* Supplied passage *

Our children are now independent. The older daughter, Antonia,
holds M.A. degrees in political science and demography, and works
in the Boston area. Our son, Brink, has an M.B.A. degree and is
an industrial planner in Oregon. Our younger daughter, Juliana,
envisages a career in the financial world. She has interrupted
her banking job to obtain an M.B.A. in Philadelphia.
In this family setting my career in teaching and research at
Harvard unfolded: Junior Fellow, Society of Fellows 1949 - 1951;
Associate Professor 1951- 1957; Gordon McKay Professor of Applied
Physics 1957 - 1980; Rumford Professor of Physics 1974 - 1980;
Gerhard Gade University Professor 1980 present. While a Junior
Fellow, I broadened my experimental background to include
microwave spectroscopy and some nuclear physics at the Harvard
cyclotron. I preferred the smaller scale experiments of
spectroscopy, where an individual, or a few researchers at most,
can master all aspects of the problem. When I returned to NMR in
1951, there were still many nuggets to be unearthed. My group
studied nuclear quadrupole interactions in alloys and imperfect
ionic crystals, discovered the anisotropy of the Knight shift in
noncubic metals, the scalar and tensor indirect nuclear spin-spin
coupling in metals and insulators, the existence of different
temperatures of the Zeeman, exchange and dipolar energies in
ferromagnetic relaxation, and a variety of cross relaxation
phenomena. All this activity culminated in the proposal for a
three-level solid state maser in 1956.
Although I was well aware of the applicability of the multilevel
pumping scheme to other frequency ranges, I held the opinion -
even after Schawlow and Townes published their proposal for an
optical maser in 1958 - that it would be impossible for a small
academic laboratory, without previous expertise in optics, to
compete successfully in the realization of lasers. This may have
been a self-fulfilling prophesy, but it is a matter of record
that nearly all types of lasers were first reduced to practice in
industrial laboratories, predominantly in the U.S.A.
I recognized in 1961 that my laboratory could exploit some of the
new research opportunities made accessible by laser
instrumentation. Our group started a program in a field that
became known as "Nonlinear Optics". The early results are
incorporated in a monograph of this title, published by W. A.
Benjamin, New York, in 1965, and the program is still flourishing
today. The principal support for all this work, over a period of
more than thirty years, has been provided by the Joint Services
Electronics Program of the U. S. Department of Defense, with a
minimum amount of administrative red tape and with complete
freedom to choose research topics and to publish.

* Dataset excerpts *
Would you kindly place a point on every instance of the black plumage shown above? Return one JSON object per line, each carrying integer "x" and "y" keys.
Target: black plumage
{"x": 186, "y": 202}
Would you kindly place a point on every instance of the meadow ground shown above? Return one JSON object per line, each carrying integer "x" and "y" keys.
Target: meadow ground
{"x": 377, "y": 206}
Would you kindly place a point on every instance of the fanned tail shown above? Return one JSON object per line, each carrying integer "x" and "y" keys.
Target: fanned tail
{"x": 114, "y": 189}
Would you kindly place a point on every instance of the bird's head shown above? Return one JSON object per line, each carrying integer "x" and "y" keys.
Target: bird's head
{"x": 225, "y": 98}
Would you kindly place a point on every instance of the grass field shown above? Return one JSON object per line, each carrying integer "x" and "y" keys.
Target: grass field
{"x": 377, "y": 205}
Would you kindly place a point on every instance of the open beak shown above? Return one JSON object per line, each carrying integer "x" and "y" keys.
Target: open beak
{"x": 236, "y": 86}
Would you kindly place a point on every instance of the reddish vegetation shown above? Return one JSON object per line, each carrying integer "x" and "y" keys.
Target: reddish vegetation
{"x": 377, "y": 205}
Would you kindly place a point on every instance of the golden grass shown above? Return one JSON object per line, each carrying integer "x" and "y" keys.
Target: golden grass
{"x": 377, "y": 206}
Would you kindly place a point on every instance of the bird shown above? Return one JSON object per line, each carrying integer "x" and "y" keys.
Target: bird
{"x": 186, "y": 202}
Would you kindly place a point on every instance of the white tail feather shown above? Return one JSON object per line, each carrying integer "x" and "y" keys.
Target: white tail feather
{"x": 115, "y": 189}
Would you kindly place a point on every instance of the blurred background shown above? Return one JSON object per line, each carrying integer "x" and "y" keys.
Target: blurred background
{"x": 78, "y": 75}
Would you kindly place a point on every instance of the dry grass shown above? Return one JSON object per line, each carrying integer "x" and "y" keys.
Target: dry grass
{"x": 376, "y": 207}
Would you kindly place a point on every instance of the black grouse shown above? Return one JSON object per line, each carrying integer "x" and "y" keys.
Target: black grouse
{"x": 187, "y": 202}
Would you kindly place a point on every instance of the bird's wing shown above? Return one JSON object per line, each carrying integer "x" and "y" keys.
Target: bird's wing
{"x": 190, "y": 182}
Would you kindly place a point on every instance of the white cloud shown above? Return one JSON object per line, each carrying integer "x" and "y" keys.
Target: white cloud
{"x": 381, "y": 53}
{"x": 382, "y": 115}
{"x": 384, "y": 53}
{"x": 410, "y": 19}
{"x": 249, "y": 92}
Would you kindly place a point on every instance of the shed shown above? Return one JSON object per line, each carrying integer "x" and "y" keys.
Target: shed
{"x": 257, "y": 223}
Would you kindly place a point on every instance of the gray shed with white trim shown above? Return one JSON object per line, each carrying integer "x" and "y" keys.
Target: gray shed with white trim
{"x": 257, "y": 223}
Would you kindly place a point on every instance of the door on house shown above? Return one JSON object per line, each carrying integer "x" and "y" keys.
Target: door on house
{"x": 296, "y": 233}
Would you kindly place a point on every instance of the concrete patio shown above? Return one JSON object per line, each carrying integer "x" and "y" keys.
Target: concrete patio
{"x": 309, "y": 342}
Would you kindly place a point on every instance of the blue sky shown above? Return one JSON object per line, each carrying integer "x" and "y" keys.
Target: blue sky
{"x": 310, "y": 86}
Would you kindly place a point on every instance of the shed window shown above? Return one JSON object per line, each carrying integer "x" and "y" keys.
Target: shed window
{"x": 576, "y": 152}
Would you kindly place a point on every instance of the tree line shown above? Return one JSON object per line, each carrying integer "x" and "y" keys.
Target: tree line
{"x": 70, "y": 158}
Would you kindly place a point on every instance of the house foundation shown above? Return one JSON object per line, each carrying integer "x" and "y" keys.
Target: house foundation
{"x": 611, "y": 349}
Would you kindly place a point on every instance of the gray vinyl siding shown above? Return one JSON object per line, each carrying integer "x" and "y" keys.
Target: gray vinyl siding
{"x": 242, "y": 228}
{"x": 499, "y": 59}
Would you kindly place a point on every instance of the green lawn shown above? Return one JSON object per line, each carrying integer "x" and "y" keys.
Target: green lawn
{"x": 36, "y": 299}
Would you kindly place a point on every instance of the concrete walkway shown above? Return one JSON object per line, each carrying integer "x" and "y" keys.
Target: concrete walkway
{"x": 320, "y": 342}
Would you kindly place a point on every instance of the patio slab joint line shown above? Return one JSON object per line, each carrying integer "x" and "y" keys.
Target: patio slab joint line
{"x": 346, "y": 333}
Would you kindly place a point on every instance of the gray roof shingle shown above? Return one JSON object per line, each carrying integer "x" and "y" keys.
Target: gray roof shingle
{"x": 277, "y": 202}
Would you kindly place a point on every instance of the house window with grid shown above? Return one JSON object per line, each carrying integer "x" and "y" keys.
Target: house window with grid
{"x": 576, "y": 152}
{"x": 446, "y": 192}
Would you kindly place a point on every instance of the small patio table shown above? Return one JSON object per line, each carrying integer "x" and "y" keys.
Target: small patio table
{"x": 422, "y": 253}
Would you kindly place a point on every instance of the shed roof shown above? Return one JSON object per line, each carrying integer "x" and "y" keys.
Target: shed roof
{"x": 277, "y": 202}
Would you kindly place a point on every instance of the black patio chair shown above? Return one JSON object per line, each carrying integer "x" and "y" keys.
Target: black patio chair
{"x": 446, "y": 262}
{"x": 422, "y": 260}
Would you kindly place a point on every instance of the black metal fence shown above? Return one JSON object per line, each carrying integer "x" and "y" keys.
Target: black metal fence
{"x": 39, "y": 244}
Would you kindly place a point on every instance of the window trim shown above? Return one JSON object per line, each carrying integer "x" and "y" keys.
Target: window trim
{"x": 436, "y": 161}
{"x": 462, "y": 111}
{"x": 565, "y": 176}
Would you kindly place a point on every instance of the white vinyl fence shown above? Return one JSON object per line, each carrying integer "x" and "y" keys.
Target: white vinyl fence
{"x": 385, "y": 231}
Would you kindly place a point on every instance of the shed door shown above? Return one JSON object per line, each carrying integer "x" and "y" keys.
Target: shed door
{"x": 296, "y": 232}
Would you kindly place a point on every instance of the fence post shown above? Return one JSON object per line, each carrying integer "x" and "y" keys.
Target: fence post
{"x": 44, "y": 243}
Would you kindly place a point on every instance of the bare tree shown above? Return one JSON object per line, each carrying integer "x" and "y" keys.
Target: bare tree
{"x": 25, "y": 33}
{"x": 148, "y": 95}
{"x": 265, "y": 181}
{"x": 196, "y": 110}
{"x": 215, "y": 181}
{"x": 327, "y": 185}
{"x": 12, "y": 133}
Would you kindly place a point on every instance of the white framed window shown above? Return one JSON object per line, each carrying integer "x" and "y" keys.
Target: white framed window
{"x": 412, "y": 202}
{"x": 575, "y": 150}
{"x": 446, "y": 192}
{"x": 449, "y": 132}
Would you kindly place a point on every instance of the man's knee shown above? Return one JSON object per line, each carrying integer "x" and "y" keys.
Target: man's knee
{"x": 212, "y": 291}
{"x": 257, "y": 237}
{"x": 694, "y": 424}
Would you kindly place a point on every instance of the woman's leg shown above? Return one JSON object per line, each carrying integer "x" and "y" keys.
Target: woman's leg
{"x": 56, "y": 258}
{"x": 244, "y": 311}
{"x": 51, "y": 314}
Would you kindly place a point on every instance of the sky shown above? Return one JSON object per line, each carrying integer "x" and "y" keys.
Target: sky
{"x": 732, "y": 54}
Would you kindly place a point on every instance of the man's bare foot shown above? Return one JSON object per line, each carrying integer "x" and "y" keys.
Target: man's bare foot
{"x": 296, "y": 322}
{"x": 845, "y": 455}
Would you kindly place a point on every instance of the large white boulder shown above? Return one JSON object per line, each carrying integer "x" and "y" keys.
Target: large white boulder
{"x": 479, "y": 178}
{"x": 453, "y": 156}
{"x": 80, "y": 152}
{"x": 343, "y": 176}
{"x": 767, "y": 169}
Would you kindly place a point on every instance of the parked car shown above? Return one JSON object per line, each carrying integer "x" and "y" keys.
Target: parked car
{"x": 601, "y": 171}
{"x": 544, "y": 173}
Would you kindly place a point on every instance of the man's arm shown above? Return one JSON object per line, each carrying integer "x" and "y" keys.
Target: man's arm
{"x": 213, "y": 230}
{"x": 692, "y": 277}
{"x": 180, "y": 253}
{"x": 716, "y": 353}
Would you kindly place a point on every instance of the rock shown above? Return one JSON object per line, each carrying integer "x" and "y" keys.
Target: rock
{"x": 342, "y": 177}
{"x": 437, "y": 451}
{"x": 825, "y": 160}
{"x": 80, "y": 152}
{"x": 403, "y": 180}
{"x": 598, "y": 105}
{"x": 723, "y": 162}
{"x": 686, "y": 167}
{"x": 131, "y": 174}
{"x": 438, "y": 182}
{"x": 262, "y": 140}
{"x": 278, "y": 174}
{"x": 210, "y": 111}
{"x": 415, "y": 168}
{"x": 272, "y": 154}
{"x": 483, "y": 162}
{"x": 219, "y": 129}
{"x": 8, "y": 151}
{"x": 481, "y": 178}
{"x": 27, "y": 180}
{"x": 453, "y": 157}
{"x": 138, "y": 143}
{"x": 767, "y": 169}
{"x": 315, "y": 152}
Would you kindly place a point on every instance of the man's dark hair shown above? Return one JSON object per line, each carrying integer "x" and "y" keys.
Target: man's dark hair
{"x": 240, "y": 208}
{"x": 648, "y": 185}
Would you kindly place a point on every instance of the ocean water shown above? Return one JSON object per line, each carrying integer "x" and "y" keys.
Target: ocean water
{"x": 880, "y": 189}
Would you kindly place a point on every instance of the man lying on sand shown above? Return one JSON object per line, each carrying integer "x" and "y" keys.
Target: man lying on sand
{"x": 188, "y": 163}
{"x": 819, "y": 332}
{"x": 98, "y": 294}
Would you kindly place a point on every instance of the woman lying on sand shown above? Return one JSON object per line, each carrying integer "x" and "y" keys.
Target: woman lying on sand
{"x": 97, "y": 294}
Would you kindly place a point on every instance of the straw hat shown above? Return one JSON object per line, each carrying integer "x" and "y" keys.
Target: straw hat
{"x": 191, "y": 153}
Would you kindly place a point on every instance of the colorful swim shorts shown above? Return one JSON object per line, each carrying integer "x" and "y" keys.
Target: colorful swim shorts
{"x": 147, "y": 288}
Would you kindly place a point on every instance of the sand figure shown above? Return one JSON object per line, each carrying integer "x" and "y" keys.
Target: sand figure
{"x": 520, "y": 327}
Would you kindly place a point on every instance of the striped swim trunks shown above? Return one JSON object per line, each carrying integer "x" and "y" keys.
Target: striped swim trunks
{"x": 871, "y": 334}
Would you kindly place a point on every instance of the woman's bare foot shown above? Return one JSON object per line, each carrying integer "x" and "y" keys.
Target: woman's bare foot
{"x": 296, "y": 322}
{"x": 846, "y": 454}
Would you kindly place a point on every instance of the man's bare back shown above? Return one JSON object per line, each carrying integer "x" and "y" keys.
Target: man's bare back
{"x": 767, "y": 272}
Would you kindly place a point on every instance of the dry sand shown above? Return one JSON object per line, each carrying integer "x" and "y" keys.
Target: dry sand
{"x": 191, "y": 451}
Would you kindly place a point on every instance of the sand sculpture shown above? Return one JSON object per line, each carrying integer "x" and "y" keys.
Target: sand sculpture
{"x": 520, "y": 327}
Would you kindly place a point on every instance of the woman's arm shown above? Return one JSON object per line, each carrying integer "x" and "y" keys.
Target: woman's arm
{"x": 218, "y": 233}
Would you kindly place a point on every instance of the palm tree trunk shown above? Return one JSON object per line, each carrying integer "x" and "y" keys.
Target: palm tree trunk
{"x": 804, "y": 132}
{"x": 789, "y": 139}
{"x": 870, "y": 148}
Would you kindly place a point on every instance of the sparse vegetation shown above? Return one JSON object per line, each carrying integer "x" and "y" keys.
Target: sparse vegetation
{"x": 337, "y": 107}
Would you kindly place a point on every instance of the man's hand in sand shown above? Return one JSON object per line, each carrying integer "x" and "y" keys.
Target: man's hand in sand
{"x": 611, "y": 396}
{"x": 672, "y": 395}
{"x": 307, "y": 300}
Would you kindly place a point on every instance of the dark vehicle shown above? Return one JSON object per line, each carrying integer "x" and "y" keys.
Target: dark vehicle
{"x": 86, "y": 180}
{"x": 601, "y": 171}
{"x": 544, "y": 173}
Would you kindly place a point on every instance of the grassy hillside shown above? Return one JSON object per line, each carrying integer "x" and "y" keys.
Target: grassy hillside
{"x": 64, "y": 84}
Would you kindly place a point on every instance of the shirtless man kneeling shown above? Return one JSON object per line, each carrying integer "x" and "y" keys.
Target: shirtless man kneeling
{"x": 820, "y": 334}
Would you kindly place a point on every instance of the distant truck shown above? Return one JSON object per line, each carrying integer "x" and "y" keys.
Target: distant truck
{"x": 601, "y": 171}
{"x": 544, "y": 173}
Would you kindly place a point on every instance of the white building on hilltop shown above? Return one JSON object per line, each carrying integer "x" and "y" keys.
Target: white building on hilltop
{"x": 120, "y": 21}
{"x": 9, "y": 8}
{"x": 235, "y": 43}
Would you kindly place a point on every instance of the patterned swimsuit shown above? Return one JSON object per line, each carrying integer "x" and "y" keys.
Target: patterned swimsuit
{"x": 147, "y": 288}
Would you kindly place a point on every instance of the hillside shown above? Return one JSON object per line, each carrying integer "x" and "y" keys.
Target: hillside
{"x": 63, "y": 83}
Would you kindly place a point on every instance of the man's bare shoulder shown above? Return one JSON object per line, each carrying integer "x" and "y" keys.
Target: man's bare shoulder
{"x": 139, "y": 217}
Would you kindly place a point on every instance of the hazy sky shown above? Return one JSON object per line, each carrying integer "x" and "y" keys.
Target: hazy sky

* Stated problem A *
Answer these about the career passage:
(i) What job does the son, Brink, hold, and in which state?
(ii) In what year was the three-level solid state maser proposed?
(iii) Which program gave the main support for the research?
* Stated problem B *
From the career passage, pull out the stretch from "Our children are" through "M.B.A. in Philadelphia.", word for word.
Work only from the career passage, not from the entries.

* Solution A *
(i) He is an industrial planner in Oregon.
(ii) 1956.
(iii) The Joint Services Electronics Program of the U. S. Department of Defense.

* Solution B *
Our children are now independent. The older daughter, Antonia,
holds M.A. degrees in political science and demography, and works
in the Boston area. Our son, Brink, has an M.B.A. degree and is
an industrial planner in Oregon. Our younger daughter, Juliana,
envisages a career in the financial world. She has interrupted
her banking job to obtain an M.B.A. in Philadelphia.